Part of a data file
▼▼▼
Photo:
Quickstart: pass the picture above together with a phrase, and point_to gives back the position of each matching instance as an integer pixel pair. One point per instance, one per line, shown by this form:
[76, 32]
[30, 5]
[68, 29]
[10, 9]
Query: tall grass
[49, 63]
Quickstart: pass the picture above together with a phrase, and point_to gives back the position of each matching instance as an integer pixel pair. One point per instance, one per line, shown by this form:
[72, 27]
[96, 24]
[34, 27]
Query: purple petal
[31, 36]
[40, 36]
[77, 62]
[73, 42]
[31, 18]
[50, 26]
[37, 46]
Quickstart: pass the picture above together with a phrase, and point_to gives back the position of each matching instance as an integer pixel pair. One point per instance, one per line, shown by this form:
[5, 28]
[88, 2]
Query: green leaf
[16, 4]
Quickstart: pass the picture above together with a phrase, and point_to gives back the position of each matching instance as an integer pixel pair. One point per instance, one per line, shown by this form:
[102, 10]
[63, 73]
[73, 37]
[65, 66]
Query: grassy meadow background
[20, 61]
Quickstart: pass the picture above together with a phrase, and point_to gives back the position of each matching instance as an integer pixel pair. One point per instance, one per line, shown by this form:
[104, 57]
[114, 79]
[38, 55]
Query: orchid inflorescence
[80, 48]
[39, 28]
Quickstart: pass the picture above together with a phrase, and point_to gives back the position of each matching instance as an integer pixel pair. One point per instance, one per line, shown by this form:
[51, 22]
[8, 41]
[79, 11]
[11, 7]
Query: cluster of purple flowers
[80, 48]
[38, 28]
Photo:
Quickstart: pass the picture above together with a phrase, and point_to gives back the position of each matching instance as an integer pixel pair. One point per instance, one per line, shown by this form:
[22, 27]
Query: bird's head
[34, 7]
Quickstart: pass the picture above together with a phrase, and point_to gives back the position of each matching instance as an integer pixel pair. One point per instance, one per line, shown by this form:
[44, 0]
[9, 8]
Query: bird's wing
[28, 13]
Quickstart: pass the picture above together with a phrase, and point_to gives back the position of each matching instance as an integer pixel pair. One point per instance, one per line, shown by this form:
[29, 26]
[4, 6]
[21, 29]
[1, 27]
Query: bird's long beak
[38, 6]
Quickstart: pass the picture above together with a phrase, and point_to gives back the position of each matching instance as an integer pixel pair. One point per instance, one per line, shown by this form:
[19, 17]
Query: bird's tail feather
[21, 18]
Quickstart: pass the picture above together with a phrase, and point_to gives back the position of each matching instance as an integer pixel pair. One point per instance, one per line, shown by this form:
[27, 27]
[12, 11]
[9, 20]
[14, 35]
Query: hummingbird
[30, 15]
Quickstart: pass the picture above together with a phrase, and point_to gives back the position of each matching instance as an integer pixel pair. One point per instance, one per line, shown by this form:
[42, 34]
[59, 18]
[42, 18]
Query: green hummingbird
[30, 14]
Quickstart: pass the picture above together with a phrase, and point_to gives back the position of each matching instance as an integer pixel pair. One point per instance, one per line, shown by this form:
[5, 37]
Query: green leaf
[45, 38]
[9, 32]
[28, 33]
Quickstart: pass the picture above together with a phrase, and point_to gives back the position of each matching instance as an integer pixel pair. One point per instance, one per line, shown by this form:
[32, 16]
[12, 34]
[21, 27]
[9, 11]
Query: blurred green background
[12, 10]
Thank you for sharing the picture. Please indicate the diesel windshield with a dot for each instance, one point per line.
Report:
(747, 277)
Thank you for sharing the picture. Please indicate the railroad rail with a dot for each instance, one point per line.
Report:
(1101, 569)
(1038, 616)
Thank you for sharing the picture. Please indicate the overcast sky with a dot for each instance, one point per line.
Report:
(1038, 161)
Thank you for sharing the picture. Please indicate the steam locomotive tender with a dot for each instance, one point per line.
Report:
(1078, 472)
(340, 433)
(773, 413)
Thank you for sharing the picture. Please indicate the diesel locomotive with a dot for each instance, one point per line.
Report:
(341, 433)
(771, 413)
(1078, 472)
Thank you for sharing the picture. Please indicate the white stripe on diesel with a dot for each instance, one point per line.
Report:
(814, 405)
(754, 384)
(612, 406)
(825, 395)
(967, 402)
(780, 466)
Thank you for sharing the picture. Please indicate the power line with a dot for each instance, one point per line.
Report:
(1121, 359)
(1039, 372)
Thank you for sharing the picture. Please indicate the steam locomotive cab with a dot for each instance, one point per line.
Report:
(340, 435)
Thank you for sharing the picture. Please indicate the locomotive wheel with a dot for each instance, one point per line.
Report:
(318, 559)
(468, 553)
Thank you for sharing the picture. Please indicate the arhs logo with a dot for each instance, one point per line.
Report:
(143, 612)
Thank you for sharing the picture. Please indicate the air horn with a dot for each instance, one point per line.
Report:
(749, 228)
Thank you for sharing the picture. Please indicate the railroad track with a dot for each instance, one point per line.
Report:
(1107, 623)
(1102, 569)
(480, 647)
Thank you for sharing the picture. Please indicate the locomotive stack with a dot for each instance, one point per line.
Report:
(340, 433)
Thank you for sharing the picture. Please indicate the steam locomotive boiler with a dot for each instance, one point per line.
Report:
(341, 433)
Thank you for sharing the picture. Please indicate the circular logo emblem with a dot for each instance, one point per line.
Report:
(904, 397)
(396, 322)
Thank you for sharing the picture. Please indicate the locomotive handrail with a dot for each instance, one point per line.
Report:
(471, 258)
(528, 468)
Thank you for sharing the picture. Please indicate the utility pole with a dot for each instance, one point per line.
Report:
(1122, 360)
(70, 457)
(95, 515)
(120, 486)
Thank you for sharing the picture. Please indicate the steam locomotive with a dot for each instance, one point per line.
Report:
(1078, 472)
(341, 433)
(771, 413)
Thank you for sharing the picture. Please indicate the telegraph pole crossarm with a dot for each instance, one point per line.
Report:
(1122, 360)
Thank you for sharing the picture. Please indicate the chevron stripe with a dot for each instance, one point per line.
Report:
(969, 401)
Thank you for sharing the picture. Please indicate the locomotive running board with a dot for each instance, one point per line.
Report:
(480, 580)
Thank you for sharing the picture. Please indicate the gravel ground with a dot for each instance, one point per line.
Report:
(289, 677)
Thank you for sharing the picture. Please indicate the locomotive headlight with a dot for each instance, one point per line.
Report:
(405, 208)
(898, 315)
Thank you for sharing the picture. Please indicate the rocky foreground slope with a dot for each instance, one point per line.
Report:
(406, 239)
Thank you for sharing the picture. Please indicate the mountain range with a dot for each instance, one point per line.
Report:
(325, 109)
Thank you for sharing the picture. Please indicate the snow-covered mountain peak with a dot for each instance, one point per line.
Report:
▲▲▲
__Task instructions__
Rescale the data starting at the line that contains "Thank you for sharing the picture. Please indicate the chevron" and continuing through the end, writing out every line again in order. Multiply each point coordinate in the answers by 1.2 and round it to the nearest whole number, with halves rounded up.

__The result__
Thank you for sharing the picture. Please indicate the chevron stripe with a dot for each instance, one point per line.
Report:
(1163, 481)
Thank you for sharing the picture. Please indicate the locomotive running board with a dot for each instance, one point per line.
Report:
(576, 696)
Thank you for sharing the picture. Please indicate the gravel ground with a dot for each instance, one point per line.
Report:
(347, 812)
Thank you for sharing the picture. Please indicate the locomotive headlight with a dot for each instance, one point per line.
Report:
(486, 250)
(1078, 378)
Thank you for sharing the picture. Please indicate the rocky foreground slope with a dot for each instance, one point per line.
Report:
(487, 287)
Thank you for sharing the picture. Please indicate the mountain range with a dot for each instance, one point per line.
Report:
(390, 131)
Thank you for sharing the picture. Please indicate the snow-covered mountain peak with a dot for each instance, one point per line.
Report:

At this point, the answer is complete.